SHORT PROBLEM -
Restate the entries word for word, omitting nothing.

--- Begin SUPPLIED RECORDS ---

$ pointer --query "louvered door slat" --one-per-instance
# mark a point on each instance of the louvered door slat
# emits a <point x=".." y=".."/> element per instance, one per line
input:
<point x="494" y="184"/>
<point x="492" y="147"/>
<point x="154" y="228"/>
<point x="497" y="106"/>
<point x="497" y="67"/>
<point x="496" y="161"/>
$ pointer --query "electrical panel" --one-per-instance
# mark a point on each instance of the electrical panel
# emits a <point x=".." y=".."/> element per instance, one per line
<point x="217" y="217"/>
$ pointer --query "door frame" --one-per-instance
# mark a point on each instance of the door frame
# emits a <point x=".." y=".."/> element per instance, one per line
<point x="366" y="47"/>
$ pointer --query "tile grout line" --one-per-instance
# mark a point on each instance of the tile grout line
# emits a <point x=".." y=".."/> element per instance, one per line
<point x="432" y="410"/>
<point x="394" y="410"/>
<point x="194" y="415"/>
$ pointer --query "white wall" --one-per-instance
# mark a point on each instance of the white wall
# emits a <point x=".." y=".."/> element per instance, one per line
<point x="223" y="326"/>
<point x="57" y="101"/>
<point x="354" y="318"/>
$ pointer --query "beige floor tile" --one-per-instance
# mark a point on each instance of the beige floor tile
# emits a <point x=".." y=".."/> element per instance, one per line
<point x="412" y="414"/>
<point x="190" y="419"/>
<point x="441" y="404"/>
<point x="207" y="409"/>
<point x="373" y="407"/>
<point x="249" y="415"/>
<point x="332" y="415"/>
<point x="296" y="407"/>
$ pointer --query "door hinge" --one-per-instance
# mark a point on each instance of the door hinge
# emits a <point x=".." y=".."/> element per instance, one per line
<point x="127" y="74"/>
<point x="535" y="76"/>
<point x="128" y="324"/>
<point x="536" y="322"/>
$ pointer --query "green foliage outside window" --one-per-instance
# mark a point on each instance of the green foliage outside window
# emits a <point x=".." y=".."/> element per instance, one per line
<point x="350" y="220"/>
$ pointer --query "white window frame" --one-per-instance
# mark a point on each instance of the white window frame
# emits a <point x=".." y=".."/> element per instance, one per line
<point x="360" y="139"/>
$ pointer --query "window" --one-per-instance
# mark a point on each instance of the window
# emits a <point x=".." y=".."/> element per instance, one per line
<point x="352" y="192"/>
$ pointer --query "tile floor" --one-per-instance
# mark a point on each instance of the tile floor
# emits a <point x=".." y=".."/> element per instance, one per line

--- End SUPPLIED RECORDS ---

EXERCISE RESULT -
$ pointer --query "louvered door slat" --one-per-instance
# mark a point on each instance of the louvered door slat
# emits a <point x=".." y=".."/> element per instance, one per line
input:
<point x="494" y="184"/>
<point x="492" y="147"/>
<point x="154" y="228"/>
<point x="497" y="106"/>
<point x="497" y="67"/>
<point x="496" y="161"/>
$ pointer --query "electrical panel" --one-per-instance
# mark a point on each instance of the electrical panel
# emits a <point x=".." y=".."/> element per instance, one per line
<point x="217" y="217"/>
$ pointer --query "door frame" --one-per-instance
# mark a point on each instance of the door frame
# emits a <point x=".." y=".."/> element per instance, one per line
<point x="366" y="47"/>
$ pointer --query "tile grout line" --one-per-instance
# mark a point on each instance of the tile grout line
# emits a <point x=".." y=".."/> element per instance, one per line
<point x="432" y="410"/>
<point x="394" y="410"/>
<point x="194" y="415"/>
$ pointer --query "white wall" --one-per-instance
# mark a point on each instance of the white wall
# emits a <point x=".." y=".."/> element per instance, one per line
<point x="223" y="326"/>
<point x="57" y="101"/>
<point x="354" y="318"/>
$ pointer --query "beige floor tile" --one-per-instance
# mark a point on each instance of the beige floor tile
# emits a <point x=".." y=".."/> element per instance, one per line
<point x="412" y="414"/>
<point x="190" y="419"/>
<point x="441" y="404"/>
<point x="207" y="409"/>
<point x="373" y="407"/>
<point x="249" y="415"/>
<point x="332" y="415"/>
<point x="296" y="407"/>
$ pointer --query "door hinge" --one-per-instance
# mark a point on each instance of the door hinge
# emits a <point x=".." y=".."/> element per instance, one per line
<point x="127" y="74"/>
<point x="535" y="76"/>
<point x="128" y="324"/>
<point x="536" y="322"/>
$ pointer --query "green foliage outside window" --one-per-instance
# mark a point on each instance of the green foliage outside window
# emits a <point x=".." y=".."/> element per instance, one per line
<point x="350" y="220"/>
$ pointer --query "white window frame" --one-per-instance
# mark a point on each instance of the white window frame
# emits a <point x=".." y=".."/> element per instance, one per line
<point x="360" y="139"/>
$ pointer --query "window" --one-per-instance
# mark a point on each instance of the window
# emits a <point x=".." y=".."/> element per instance, one per line
<point x="352" y="192"/>
$ pointer --query "tile floor" --one-per-instance
# mark a point on each instance of the tile floor
# emits a <point x=".." y=".."/> element per instance, one per line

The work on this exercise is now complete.